::: Page extract :::
Privacy-preserving mechanisms are frequently implemented to convert, alter, or hide original material in order to secure it from unwanted access, along with the process of finding attack events employing CIDSs in the cloud services [9]. The blockchain structure and smart contract technologies are popular forms for preserving privacy, which provides cloud elements with authentication and integrity. Numerous security weaknesses in blockchain attacks and related technologies, like bitcoin and Ethereum, have been recently brought to light [10]. As this article says, it is important to use machine learning to create an IDS-based blockchain system in the cloud. This will help find cyberattacks and protect the data of IDS engines that are installed at different cloud nodes.

We can summarize our contributions through this article as:

•  On the basis of a machine blockchain framework (MBF), a system for detecting intrusions has been proposed. This system keeps data secure and private in cloud networks.

•  The detection of cyberattacks in IoT networks can be made better by looking at how efficiently machine learning algorithms will be able to work on a recent type of IoT dataset.

•  Get the current features from the datasets and choose the most useful ones to improve the performance of a machine learning algorithm.

The proposed system and prescribed methods have been evaluated with the help of data sets of UNSW-BN15 and N-BaIoT of the network, the performance of the system is compared with different intrusion detection techniques to determine its effectiveness while deploying it to the cloud.

2. Related Works

The implementation of machine learning algorithms has been the subject of in-depth study in the past [11], and a number of academic articles on the applications of data mining and artificial intelligence for intrusion detection have been published [12]. Several studies have used blockchain technology to boost CIDS trust in networks and cloud platforms. As an illustration, Dawit et al. [13] examined several approaches for grouping CIDSs with blockchains. The significance of CIDSs has been increased by employing the blockchain technology as proposed by the authors in different articles. It was emphasized that the benefits of blockchain technology for CIDSs include the capacity to trust one another as well as techniques for accountability and consensus. Saldamli et al. [14] also talked about how important it is to use blockchain and how its theoretical techniques could be used to secure CIDSs.
::: Material supplied :::
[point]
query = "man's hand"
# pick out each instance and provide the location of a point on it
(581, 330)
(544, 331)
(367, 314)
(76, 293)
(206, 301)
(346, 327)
:::
Given instruction 1:
Answer these about the intrusion detection article:
(a) Which two datasets were used to evaluate the proposed system?
(b) What does the abbreviation MBF stand for?
(c) Who examined several approaches for grouping CIDSs with blockchains?
Given instruction 2:
Print the intrusion detection article from "We can summarize" to "to the cloud.".
Given instruction 3:
Continue the intrusion detection article from its last sentence onward.

Final answer 1:
(a) UNSW-BN15 and N-BaIoT
(b) Machine blockchain framework
(c) Dawit et al.

Final answer 2:
We can summarize our contributions through this article as:

•  On the basis of a machine blockchain framework (MBF), a system for detecting intrusions has been proposed. This system keeps data secure and private in cloud networks.

•  The detection of cyberattacks in IoT networks can be made better by looking at how efficiently machine learning algorithms will be able to work on a recent type of IoT dataset.

•  Get the current features from the datasets and choose the most useful ones to improve the performance of a machine learning algorithm.

The proposed system and prescribed methods have been evaluated with the help of data sets of UNSW-BN15 and N-BaIoT of the network, the performance of the system is compared with different intrusion detection techniques to determine its effectiveness while deploying it to the cloud.

Final answer 3:
Li et al. [15] fully implemented these issues and argued for the benefits of fusing trust management with blockchain technology. Blockchain technology enables communication in the networks without any trusted party to maintain the integrity of shared data, and trust management can assist in assessing each node's trustworthiness. Then a simple model for cooperative intrusion detection with blockchain in SDN was presented. In this study, they considered challenge-based CIDS to asses basic performance of our framework against external and internal threats. The outcomes demonstrate the framework's feasibility and efficiency. Putra et al. [16] proposed a CIDS with a decentralized environment and emphasized the value of developing trust among CIDS nodes. To implement the suggested fix, every CIDS node communicates detection rules with other nodes to aid in the identification of novel intrusion types. The design uses a store with decentralized structures to handle the shared detection rules for trustworthy mechanisms, guaranteeing scalability and offloading the trust computation to the blockchain. Implementing the approach in a lab-scale testbed showed that it works and meets the expected benchmarks for the Ethereum platform [17].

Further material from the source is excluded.